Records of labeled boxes
○ ○ ○ ○ ○
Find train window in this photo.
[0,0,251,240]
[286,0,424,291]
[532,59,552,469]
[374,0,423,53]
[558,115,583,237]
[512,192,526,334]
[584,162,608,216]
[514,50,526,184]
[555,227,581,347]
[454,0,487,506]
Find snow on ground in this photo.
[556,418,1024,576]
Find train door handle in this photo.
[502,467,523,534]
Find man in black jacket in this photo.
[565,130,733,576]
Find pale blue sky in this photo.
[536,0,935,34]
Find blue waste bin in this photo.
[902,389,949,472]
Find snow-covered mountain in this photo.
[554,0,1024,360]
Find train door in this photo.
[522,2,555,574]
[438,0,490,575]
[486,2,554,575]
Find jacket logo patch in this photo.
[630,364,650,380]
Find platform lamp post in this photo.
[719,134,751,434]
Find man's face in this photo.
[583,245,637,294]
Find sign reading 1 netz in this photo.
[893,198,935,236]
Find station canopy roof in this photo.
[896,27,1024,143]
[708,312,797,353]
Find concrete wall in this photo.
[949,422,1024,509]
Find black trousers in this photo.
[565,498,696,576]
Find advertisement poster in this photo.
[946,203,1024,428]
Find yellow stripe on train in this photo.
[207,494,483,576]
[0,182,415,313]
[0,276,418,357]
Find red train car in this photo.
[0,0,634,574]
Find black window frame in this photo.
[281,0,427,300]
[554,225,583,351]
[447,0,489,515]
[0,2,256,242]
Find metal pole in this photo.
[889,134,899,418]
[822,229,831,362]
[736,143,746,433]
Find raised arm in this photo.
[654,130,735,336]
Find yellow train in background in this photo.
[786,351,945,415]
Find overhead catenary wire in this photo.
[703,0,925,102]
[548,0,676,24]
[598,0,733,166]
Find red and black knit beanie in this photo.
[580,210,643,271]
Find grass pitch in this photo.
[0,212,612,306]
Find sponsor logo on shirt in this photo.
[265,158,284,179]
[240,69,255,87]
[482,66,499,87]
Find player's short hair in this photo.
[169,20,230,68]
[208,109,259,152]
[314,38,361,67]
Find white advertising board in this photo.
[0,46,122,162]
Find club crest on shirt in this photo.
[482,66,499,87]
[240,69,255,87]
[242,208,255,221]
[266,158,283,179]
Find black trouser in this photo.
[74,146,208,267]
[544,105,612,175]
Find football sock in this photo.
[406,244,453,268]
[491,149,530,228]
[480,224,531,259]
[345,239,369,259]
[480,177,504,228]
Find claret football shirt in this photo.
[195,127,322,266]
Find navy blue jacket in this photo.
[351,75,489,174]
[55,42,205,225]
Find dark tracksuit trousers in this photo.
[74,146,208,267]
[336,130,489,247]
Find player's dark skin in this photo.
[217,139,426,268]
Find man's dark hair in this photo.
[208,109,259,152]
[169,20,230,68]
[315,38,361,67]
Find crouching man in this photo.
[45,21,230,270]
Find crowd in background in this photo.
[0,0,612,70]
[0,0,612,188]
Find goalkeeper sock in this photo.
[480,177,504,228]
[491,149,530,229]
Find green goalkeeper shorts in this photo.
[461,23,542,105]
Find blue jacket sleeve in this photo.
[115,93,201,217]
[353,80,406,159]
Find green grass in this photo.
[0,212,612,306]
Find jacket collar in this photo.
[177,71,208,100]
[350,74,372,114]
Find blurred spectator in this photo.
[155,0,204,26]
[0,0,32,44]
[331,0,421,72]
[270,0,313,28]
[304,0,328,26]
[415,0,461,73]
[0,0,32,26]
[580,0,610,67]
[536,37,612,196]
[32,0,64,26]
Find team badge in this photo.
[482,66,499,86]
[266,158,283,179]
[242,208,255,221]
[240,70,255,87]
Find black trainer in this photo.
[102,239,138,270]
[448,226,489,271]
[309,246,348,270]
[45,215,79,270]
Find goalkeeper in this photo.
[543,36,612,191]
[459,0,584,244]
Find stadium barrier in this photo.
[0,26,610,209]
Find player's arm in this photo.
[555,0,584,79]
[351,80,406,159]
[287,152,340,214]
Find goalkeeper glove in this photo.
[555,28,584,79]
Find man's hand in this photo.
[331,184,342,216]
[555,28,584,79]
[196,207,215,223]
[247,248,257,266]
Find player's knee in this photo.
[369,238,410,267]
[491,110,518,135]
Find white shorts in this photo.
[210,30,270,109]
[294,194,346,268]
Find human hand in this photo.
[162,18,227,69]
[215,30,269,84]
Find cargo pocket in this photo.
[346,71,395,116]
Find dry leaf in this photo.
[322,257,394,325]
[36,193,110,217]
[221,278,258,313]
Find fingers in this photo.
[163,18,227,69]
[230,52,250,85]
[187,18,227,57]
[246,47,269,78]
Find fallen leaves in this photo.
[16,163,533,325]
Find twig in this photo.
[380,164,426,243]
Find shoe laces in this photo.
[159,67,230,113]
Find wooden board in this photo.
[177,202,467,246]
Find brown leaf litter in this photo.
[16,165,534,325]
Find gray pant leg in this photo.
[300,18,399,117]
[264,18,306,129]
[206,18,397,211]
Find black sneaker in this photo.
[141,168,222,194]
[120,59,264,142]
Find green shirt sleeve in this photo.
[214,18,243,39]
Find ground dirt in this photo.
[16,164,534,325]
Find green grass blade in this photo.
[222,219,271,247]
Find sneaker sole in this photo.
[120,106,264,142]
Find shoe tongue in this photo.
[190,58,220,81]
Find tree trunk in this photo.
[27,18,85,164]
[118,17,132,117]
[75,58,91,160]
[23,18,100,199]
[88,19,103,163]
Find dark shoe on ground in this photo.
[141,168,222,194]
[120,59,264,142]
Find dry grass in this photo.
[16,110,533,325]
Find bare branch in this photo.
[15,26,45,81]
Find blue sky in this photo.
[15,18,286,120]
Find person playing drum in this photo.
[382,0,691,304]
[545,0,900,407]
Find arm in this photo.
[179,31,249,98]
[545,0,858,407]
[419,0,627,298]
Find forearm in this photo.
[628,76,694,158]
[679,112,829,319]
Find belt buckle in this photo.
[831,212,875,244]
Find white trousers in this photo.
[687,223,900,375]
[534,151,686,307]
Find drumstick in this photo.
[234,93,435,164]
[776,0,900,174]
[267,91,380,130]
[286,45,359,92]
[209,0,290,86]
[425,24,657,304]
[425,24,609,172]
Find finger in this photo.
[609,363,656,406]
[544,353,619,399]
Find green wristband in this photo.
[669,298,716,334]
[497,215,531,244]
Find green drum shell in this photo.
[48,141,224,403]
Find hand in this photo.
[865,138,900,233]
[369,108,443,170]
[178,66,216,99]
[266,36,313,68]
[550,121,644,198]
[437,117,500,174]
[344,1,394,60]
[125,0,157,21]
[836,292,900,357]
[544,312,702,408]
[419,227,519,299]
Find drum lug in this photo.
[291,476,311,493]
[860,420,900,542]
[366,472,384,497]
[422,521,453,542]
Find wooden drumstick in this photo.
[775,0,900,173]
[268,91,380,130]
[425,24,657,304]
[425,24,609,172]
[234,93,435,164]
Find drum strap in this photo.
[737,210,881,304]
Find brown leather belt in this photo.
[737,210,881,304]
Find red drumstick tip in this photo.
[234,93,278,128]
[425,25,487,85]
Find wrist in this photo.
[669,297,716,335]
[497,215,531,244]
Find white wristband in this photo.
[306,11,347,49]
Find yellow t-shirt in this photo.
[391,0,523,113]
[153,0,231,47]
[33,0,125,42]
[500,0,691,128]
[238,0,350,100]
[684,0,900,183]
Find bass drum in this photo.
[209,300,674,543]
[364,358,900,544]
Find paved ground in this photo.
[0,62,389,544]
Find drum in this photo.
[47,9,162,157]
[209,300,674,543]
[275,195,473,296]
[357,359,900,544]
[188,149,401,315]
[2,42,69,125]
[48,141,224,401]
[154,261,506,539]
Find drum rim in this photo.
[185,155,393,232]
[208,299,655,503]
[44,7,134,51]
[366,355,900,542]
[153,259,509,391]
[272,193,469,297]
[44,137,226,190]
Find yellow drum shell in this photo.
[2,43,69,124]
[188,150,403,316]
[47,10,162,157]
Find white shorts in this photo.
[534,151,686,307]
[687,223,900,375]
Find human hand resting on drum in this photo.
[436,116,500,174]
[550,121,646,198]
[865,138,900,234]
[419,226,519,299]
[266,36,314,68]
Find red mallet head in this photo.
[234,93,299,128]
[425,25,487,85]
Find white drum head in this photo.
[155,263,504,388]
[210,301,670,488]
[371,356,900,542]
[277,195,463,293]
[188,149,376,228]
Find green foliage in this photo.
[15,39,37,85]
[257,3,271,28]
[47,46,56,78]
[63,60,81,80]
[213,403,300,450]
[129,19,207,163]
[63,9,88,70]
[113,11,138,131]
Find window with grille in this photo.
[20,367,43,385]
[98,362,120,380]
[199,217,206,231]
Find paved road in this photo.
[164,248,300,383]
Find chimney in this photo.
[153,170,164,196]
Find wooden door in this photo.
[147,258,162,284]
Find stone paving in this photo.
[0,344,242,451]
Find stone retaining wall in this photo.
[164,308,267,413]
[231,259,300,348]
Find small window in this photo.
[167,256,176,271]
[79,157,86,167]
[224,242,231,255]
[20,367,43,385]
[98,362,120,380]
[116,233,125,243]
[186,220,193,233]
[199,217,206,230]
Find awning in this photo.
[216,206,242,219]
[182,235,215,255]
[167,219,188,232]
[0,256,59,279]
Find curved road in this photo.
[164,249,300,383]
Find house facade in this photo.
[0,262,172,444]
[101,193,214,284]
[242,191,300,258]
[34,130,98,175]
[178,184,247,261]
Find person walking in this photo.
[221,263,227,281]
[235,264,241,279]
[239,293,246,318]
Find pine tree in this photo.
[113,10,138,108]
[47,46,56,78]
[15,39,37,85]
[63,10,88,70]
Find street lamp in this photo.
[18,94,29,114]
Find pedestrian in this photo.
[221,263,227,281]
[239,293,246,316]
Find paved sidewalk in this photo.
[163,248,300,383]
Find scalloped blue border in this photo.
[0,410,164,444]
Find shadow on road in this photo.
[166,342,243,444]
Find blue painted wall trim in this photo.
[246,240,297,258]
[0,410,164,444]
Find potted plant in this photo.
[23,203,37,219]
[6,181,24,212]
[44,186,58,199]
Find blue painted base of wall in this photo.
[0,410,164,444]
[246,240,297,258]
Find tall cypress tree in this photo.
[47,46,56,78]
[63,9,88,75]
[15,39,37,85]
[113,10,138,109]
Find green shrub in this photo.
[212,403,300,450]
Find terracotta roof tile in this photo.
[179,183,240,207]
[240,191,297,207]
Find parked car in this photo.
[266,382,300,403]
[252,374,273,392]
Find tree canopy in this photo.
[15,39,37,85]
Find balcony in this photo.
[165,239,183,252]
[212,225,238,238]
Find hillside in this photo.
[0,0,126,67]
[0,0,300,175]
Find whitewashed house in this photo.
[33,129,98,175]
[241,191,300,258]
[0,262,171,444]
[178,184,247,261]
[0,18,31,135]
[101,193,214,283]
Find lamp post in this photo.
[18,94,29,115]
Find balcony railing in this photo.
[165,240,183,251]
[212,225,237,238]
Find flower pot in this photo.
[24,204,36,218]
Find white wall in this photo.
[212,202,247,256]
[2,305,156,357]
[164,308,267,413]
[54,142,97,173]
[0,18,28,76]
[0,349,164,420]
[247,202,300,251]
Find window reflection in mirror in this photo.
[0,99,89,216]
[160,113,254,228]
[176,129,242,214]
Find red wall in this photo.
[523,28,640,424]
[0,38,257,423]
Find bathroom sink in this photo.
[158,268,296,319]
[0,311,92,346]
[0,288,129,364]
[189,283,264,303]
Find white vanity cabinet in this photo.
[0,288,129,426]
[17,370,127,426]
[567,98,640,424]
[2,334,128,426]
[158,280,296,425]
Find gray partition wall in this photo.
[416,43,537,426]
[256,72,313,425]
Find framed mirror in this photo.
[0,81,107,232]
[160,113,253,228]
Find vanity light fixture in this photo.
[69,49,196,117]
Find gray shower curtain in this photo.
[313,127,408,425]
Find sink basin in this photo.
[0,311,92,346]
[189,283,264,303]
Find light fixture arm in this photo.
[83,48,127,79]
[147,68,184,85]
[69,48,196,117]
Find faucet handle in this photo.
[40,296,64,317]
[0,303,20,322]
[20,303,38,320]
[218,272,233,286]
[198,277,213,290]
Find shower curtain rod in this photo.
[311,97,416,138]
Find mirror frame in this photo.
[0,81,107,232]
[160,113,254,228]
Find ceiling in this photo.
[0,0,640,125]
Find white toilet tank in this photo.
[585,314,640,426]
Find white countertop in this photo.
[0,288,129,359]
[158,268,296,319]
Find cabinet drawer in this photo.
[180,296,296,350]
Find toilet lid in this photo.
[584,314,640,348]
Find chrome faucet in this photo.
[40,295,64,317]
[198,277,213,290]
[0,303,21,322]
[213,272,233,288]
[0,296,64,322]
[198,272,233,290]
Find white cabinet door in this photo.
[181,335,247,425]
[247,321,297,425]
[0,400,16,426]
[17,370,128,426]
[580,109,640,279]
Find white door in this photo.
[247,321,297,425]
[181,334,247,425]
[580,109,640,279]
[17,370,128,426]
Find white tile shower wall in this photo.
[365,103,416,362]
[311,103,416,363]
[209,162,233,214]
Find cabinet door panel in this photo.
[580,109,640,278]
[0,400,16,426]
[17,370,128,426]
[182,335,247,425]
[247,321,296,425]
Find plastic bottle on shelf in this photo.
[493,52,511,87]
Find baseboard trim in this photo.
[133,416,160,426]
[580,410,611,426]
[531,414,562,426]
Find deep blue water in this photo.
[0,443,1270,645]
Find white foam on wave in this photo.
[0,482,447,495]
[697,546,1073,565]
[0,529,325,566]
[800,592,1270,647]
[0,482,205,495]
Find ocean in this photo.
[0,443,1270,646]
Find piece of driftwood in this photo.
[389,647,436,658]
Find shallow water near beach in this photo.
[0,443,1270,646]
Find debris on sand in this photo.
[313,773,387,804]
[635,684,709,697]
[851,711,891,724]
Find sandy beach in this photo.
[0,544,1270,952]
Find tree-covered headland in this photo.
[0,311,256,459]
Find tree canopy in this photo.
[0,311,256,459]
○ ○ ○ ○ ○
- **Work required**: Write the data from the line with "Find light fixture arm in this photo." to the line with "[585,314,640,426]" as a numbered list, leaving out any blank lines.

- **Solution below**:
1. Find light fixture arm in this photo.
2. [83,48,127,79]
3. [147,68,184,85]
4. [69,48,196,117]
5. Find faucet handle in this photo.
6. [40,296,64,317]
7. [0,303,20,322]
8. [20,303,38,320]
9. [218,272,233,286]
10. [198,277,213,290]
11. Find shower curtain rod in this photo.
12. [311,97,416,138]
13. Find mirror frame in this photo.
14. [0,81,107,232]
15. [160,113,254,228]
16. Find ceiling in this photo.
17. [0,0,640,125]
18. Find white toilet tank in this photo.
19. [585,314,640,426]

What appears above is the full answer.